> [TASK DETAILS] Carry on the sermon about Jesus as the messiah, beginning right after the last sentence of the text below.

He was a man, quite literally, ‘of the people’,
            not an elite leader, not a military man or revolutionary activist.
 
Jesus was not, it seems, the messiah anointed to fulfil the dreams of Jewish nationalists,
            to rebuild the kingdom of Israel;
rather he was the messiah anointed to proclaim the year of Jubilee,
            to establish the kingdom of God, on earth as it is in heaven.
 
And those who would follow Jesus
            would do well to reflect on his reframing of what it means
            to be anointed as the messiah.
 
Too easily we are seduced by memories of better days long-gone,
            for which we yearn to return.
 
We hear it in phrases like ‘this used to be a Christian country’,
            and on this weekend, particularly, we hear it in the way some Christians
            are making much of the faith of our monarch.
 
Now - please don’t get me wrong here.
            I’m a huge admirer of Elizabeth Windsor,
                        and everything I have read indicates that she has a sincere and devout faith.
            She is our sister in Christ, and has lived a long and faithful life,
                        for which I give thanks to God.
 
But I rejoice in her faith as I rejoice in the faith of anyone
            who has offered a life of long service to Christ.
 
Do you remember in the Chronicles of Narnia, by the great writer C. S. Lewis,
            that men and women are described as ‘sons of Adam’ and ‘daughters of Eve’,
titles which deliberately evoke Jesus’ description
            of himself as the ‘son of man’.
 
In Christ, we are called to resist narratives of exceptionalism,
            we are called to resist dreams of nationalism and militarism,
            we are called to resist all messianic hopes of restoration.
 
Rather, we are called to attend to the poor and vulnerable,
            to make real the vision of Jubilee,
            and for this we, too, are anointed.
 
Early in Luke’s gospel,
            John the Baptist is doing his baptising thing,
and Luke tells us that:
 
Lk. 3:15-16
As the people were filled with expectation, and all were questioning in their hearts concerning John, whether he might be the Messiah, 16 John answered all of them by saying, "I baptize you with water; but one who is more powerful than I is coming; I am not worthy to untie the thong of his sandals. He will baptize you with the Holy Spirit and fire.

> [Boundary annotation data]
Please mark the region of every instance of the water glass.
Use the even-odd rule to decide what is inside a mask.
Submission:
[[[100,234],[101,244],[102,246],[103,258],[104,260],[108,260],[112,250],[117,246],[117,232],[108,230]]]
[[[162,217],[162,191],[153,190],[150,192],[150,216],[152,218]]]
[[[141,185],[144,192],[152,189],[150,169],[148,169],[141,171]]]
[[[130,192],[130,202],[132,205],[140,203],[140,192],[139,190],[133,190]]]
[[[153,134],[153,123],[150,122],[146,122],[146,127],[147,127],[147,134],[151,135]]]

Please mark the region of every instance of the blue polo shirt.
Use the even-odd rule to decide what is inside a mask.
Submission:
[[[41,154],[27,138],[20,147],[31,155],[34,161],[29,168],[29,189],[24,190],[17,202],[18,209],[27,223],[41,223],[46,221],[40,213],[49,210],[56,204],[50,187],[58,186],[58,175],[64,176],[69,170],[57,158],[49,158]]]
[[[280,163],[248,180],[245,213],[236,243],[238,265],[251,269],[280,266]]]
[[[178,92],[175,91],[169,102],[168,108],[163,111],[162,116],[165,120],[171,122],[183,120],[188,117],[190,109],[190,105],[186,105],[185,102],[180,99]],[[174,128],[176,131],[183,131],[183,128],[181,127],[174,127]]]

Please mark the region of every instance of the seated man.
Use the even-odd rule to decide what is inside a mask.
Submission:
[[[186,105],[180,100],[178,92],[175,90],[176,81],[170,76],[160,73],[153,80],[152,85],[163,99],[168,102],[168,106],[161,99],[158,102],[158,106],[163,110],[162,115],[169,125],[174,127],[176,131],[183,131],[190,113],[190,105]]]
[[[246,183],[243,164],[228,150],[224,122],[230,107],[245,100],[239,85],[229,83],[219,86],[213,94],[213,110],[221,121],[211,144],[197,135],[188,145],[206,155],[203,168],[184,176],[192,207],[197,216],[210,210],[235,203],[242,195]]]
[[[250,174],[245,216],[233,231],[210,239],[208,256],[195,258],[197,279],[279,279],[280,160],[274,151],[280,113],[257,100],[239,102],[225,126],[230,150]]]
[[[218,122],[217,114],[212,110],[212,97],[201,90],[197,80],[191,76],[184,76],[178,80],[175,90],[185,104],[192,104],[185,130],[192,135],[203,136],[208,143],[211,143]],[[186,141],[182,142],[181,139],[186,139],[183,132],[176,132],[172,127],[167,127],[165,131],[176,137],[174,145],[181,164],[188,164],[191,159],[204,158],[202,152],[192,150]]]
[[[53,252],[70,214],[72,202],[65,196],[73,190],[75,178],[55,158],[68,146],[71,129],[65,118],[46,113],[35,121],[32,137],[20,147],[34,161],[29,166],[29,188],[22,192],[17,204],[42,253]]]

> [RESPONSE TO THIS EXERCISE]
 
And so we find ourselves at Pentecost,
            the birthday of the church.
 
The story of Pentecost from the early chapters of Acts
            shows us that the anointing of baptism is the gift of the Spirit,
            and that this is for us, as it was for Jesus.
 
We are anointed with the same Spirit as Jesus,
            and for the same mission.
 
At Pentecost, the nature of the kingdom of God was revealed,
            as the barriers which divided people from one another,
                        barriers of privilege, language, and identity,
            were broken down by the anointing of the Holy Spirit.
 
But this is more than an idealistic vision of human unity
            to be fulfilled in the hereafter.
 
The early chapters of Acts are full of stories
            of people working in concrete terms
                        to bring into being in their lives and community
            the radical equalising brought about by the gift of the Spirit.
 
Their attempt to re-frame their financial dealings
            is reminiscent of the radical financial model of the concept of Jubilee,
with wealth being redistributed to ensure that none are left in need.
 
The question for us, I think,
            is what does Jubilee look like in our time, in our community, in our country?
 
The government decision to impose a windfall tax on the profits of utility companies
            is surely a step in the right direction,
but I find myself wondering what a real ‘Jubilee’ would look like in our time,
            where the economic structures of our society are weighted to benefit the poor,
                        to ensure that no-one goes hungry,
            to create a country where food banks are unnecessary,
                        and where the refugee is made welcome.
 
It is simply inhuman and ungodly to have a society
            where so many people are forced into spirals of debt to survive,
            and where people are choosing between heat and food.
 
Just last week the boss of the energy company E.On
            predicted that 40 per cent of its customers
            will be in fuel poverty by this Autumn.[2]
 
To quote Tim Jones again:
 
Jubilee is about righting the injustices created by an unjust system.
            God’s demand for social justice throughout the bible
                        means it should not stop there,
            but the system itself should be changed so injustice is not created in the first place.”
 
So let’s celebrate Jubilee,
            but let’s do so by working to bring good news to the poor,
                        release to the captives and recovery of sight to the blind,
            and to let the oppressed go free.
 
And the thing is, this isn’t rocket science,
            this isn’t some pipe dream for which we pray and then leave it to God.
 
Not at all - and Bloomsbury highly involved in partnerships
            working to bring about the values of Jubilee
            in our world, our city, and our communities.
 
If you want to take seriously the anointing of Pentecost
            to proclaim the year of the Lord’s favour
then there are a myriad of options for you be part of through our church.
 
Let me tell you about a few of them:
 
You might choose to become involved in welcoming the stranger,
            by joining our West End Welcome group,
            which has already helped in housing two refugee families.
 
You might choose to become involved in bringing release to captives,      
            by joining our team doing training with the Welcome Directory,
            so that we can be a community who welcomes people being discharged from prison.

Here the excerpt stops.